begin DATA SUPPLIED
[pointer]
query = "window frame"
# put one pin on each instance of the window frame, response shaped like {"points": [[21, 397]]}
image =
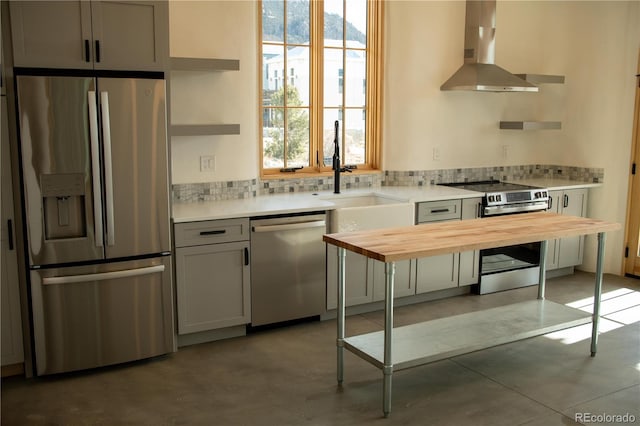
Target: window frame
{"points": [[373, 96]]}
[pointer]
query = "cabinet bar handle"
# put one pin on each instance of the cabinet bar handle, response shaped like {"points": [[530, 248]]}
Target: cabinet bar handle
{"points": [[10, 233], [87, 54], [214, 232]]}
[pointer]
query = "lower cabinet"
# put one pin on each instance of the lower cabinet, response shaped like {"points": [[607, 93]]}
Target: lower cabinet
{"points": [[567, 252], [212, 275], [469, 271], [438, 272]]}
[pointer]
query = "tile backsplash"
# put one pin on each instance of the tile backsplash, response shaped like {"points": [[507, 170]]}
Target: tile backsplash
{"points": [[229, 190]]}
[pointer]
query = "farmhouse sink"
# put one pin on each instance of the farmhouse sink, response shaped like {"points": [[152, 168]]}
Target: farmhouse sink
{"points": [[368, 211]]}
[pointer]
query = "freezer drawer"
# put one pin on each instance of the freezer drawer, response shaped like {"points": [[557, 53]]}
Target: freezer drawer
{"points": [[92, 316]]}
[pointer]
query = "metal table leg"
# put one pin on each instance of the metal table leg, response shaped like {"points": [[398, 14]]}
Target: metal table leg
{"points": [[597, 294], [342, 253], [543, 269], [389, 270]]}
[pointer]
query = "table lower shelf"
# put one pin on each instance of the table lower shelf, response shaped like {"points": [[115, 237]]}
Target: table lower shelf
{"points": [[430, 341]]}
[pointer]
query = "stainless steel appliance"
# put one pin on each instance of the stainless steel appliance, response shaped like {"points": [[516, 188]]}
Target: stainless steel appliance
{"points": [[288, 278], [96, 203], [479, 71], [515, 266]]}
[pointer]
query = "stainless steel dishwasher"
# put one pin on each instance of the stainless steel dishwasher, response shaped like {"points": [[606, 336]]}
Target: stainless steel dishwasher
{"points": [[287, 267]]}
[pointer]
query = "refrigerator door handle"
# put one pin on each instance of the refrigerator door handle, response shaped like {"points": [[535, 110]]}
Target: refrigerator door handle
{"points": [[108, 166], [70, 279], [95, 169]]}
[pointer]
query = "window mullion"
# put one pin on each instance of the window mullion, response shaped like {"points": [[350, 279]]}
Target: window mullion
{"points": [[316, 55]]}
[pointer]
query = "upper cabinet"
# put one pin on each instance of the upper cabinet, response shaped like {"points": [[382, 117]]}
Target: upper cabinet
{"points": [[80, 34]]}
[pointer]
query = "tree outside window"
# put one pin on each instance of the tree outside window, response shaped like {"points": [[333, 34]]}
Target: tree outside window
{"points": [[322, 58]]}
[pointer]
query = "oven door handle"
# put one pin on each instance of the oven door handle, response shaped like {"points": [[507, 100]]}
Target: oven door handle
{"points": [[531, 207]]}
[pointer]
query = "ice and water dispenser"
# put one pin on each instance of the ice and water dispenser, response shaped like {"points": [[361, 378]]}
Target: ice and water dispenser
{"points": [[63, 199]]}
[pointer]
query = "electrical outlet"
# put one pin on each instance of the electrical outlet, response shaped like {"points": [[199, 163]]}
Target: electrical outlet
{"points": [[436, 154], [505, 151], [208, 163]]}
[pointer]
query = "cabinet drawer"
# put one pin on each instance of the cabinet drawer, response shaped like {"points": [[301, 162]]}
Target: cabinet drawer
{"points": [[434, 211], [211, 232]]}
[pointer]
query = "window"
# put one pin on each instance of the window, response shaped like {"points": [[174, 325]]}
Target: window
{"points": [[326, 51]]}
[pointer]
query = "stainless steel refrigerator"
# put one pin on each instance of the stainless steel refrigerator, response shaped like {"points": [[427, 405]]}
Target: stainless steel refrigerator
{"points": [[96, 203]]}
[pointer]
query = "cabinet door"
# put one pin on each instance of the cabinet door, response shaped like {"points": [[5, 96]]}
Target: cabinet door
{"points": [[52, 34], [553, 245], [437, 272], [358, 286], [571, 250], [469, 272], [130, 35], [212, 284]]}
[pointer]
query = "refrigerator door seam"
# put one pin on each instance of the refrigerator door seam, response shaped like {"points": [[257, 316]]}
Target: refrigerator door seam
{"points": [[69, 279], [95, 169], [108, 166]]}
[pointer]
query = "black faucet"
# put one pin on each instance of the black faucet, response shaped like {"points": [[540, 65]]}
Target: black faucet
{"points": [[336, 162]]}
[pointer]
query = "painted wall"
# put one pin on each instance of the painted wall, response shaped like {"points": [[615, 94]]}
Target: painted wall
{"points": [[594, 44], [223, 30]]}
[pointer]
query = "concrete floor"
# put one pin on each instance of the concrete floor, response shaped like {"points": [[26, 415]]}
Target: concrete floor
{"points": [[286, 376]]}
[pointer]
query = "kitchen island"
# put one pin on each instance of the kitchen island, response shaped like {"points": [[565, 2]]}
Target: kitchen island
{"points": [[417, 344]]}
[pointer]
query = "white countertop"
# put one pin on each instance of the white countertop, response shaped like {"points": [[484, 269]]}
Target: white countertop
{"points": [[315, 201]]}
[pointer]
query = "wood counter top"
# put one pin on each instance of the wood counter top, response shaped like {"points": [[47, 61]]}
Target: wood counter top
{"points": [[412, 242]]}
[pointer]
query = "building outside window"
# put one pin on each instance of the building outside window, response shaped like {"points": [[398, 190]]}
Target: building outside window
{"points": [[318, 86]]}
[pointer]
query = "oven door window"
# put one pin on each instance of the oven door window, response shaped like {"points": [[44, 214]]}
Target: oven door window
end DATA SUPPLIED
» **DIRECTIONS**: From start to finish, output the listing exactly, but omit its pictures.

» **WRITTEN ANSWER**:
[pointer]
query = "window frame"
# put one pin on each instance of the window frame, response shaped like {"points": [[21, 397]]}
image =
Target: window frame
{"points": [[373, 96]]}
[pointer]
query = "cabinet bar handle"
# put one pin on each instance of the cabinet bar handle, response shaped like {"points": [[530, 248]]}
Target: cabinet bar handle
{"points": [[10, 233], [87, 54], [214, 232]]}
[pointer]
query = "lower cabinet"
# put one pin on each instance of the lower cabinet, response shaped like {"points": [[607, 93]]}
Target: lower cabinet
{"points": [[567, 252], [212, 275], [469, 271], [438, 272]]}
[pointer]
query = "tile backsplash"
# put one pin on each instance of the tile backsplash, response shaped like {"points": [[507, 170]]}
Target: tile backsplash
{"points": [[229, 190]]}
[pointer]
query = "farmhouse sink"
# put one pin on each instance of the farmhouse sink, response shaped like {"points": [[152, 168]]}
Target: farmhouse sink
{"points": [[368, 211]]}
[pointer]
query = "freezer drawer"
# put one pin on each instance of the freezer drawer, response shaped like {"points": [[557, 53]]}
Target: freezer drawer
{"points": [[92, 316]]}
[pointer]
query = "metal table leg"
# put one pin on each instance of the metal table leg, response shaped like {"points": [[398, 14]]}
Target: metal table leg
{"points": [[597, 294], [342, 253], [543, 269], [389, 270]]}
[pointer]
query = "table lower shelf"
# put one pin on each instance of the table lower shelf, response shaped like {"points": [[115, 237]]}
Target: table lower shelf
{"points": [[430, 341]]}
[pointer]
query = "stainless steel appliance"
# put one pin on each instance of the stainless steel appliance, response shaped like {"points": [[516, 188]]}
Target: stainless steel appliance
{"points": [[288, 278], [96, 203], [479, 71], [515, 266]]}
[pointer]
query = "stainless steel dishwasher"
# put one pin on each instance of the stainless steel dishwasher, response shaped like {"points": [[606, 336]]}
Target: stainless steel dishwasher
{"points": [[287, 267]]}
[pointer]
query = "refrigerator door handle"
# put one pin on each instance of the refrigerator door handle, response shaped like {"points": [[535, 110]]}
Target: refrigerator door handle
{"points": [[108, 166], [70, 279], [95, 169]]}
[pointer]
query = "window mullion"
# put one pin on each instance of the window mullion, response shaped like {"points": [[350, 279]]}
Target: window mullion
{"points": [[316, 55]]}
[pointer]
query = "upper cabinet"
# put one pin on each instance of the upper cabinet, response shaped like {"points": [[382, 117]]}
Target: upper cabinet
{"points": [[80, 34]]}
[pointer]
query = "tree outside window"
# put one pin on each instance of the tree outside window, response shaped like {"points": [[333, 34]]}
Target: tree outside window
{"points": [[322, 58]]}
[pointer]
query = "oven door handle"
# put one pin on each instance of the oven door handle, response shaped like {"points": [[507, 100]]}
Target: oven door handle
{"points": [[531, 207]]}
[pointer]
query = "ice and water dispenser"
# put one pin on each instance of the ice and water dispenser, response shaped like {"points": [[361, 378]]}
Target: ice and water dispenser
{"points": [[63, 199]]}
[pointer]
query = "electrical outlet"
# put one pin on each instance of the electrical outlet, response shaped like {"points": [[199, 163]]}
Target: electrical outlet
{"points": [[436, 154], [505, 151], [208, 163]]}
[pointer]
query = "cabinet drawer"
# put one pin on each instance of the cabinet drawer, response shaped like {"points": [[301, 162]]}
Target: cabinet drawer
{"points": [[434, 211], [211, 232]]}
[pointer]
query = "window"
# put one pin on each instance of the window, response shaped like {"points": [[174, 325]]}
Target: window
{"points": [[326, 51]]}
[pointer]
query = "stainless steel refrigerator"
# put one pin on each instance of the stainless steel refrigerator, response shaped like {"points": [[427, 405]]}
Target: stainless steel refrigerator
{"points": [[96, 203]]}
[pointer]
query = "cabinet door"
# put one pin on each instance of the cabinet door, response shaped like {"points": [[5, 96]]}
Target: cabinet door
{"points": [[52, 34], [553, 245], [437, 272], [358, 286], [571, 250], [469, 272], [130, 35], [212, 284]]}
[pointer]
query = "refrigerator door seam"
# put one pin on each instance of the refrigerator door seam, response shaped like {"points": [[257, 316]]}
Target: refrigerator door seam
{"points": [[69, 279], [95, 169], [108, 166]]}
[pointer]
query = "black faucet"
# put one pin on each instance of the black faucet, response shaped like {"points": [[540, 65]]}
Target: black faucet
{"points": [[336, 162]]}
[pointer]
query = "painted wall"
# put one pin on each instance of the painted wall, response shaped like {"points": [[615, 94]]}
Target: painted wall
{"points": [[594, 44], [223, 30]]}
[pointer]
query = "concrete floor"
# put one pin on each instance of the concrete floor, response shaped like {"points": [[26, 415]]}
Target: concrete floor
{"points": [[286, 376]]}
[pointer]
query = "kitchen island"
# put one pin on each instance of the kitchen island, response shaped like {"points": [[565, 2]]}
Target: kitchen island
{"points": [[417, 344]]}
[pointer]
query = "white countertop"
# put one pin on each instance of the white countertop, response shaped like {"points": [[484, 269]]}
Target: white countertop
{"points": [[315, 201]]}
[pointer]
query = "wood counter top"
# put one pin on each instance of the wood counter top, response shaped like {"points": [[47, 61]]}
Target: wood counter top
{"points": [[412, 242]]}
[pointer]
query = "building outside window"
# put one pin on each instance of the building outside window, response shaped like {"points": [[398, 190]]}
Target: building outside window
{"points": [[318, 86]]}
[pointer]
query = "oven door window"
# put one pin on each instance of the oven door window, response shaped like {"points": [[44, 214]]}
Target: oven door window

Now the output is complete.